EXTRACT PROVIDED section start

Sources confirmed the government were looking into a discrepancy on the form, on which Djokovic said he had not travelled in the 14 days prior to arriving in Australia on January 6.
However, the world No 1 had travelled from his home of Serbia to Spain in this period, spending Christmas at home and being seen in Cadiz, Spain on December 31.
On the form, all travellers are asked whether they have “travelled or will travel in the 14 days prior to your flight to Australia”, and are warned that “giving false or misleading information is a serious offence. You may also be liable to a civil penalty for giving false or misleading information”, with a maximum penalty of 12 months imprisonment.
The 86-time tour title winner has already informed border officials that Tennis Australia completed the form on his behalf, but it is not known whether this will work in Djokovic’s favour.
While a decision on the 34-year-old’s visa still hangs in the balance, New Zealand’s former immigration minister shed some light on a potential outcome as he said Djokovic’s visa should be cancelled.
Sir Kerry Burke said: “Federal Immigration Minister Alex Hawke has the power, under Australian law, to cancel Novak Djokovic’s visa. No amount of comment by Judge Anthony Kelly can deny the minister’s power.
“If the law requires everybody entering Australia to have two COVID-19 vaccinations, with appropriate time separation between the first and the second and, if Djokovic cannot meet this test, then his attempt to stay in Australia must fail. That will be minister Hawke’s call and it should be made.”
Meanwhile, Australia’s Prime Minister spoke with Serbian PM Ana Brnabic on Tuesday in what Scott Morrison’s office called a “constructive call”.

EXTRACT PROVIDED section end

TASK A ->
Name every person the Djokovic excerpt mentions by name.
TASK B ->
Reproduce the part of the Djokovic excerpt that opens with the words containing "However, the world" and closes with "on December 31.".
TASK C ->
In one to three sentences, explain why the government is examining a discrepancy on Djokovic's travel form, according to the Djokovic excerpt.
The records after this point are separate material and are unrelated to the Djokovic excerpt.

INFORMATION GIVEN section start

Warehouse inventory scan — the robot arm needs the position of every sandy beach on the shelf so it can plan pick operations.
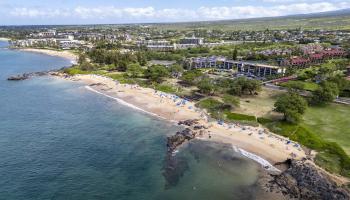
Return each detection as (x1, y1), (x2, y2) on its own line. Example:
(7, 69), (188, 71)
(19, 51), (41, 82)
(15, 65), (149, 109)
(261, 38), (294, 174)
(57, 75), (306, 167)
(19, 48), (78, 63)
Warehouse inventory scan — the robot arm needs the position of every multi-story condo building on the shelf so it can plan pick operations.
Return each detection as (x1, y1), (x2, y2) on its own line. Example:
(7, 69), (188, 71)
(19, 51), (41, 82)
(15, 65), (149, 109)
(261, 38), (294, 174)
(185, 56), (285, 77)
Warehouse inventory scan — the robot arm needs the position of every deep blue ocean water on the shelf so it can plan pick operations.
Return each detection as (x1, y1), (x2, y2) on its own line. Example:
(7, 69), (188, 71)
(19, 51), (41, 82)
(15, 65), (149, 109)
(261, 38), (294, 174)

INFORMATION GIVEN section end

PROBLEM SOLUTION A ->
Novak Djokovic, Sir Kerry Burke, Alex Hawke, Anthony Kelly, Ana Brnabic, Scott Morrison

PROBLEM SOLUTION B ->
However, the world No 1 had travelled from his home of Serbia to Spain in this period, spending Christmas at home and being seen in Cadiz, Spain on December 31.

PROBLEM SOLUTION C ->
On the form, Djokovic said he had not traveled in the 14 days before arriving in Australia on January 6. In that period, however, he had traveled from his home in Serbia to Spain, spending Christmas at home and being seen in Cadiz, Spain, on December 31.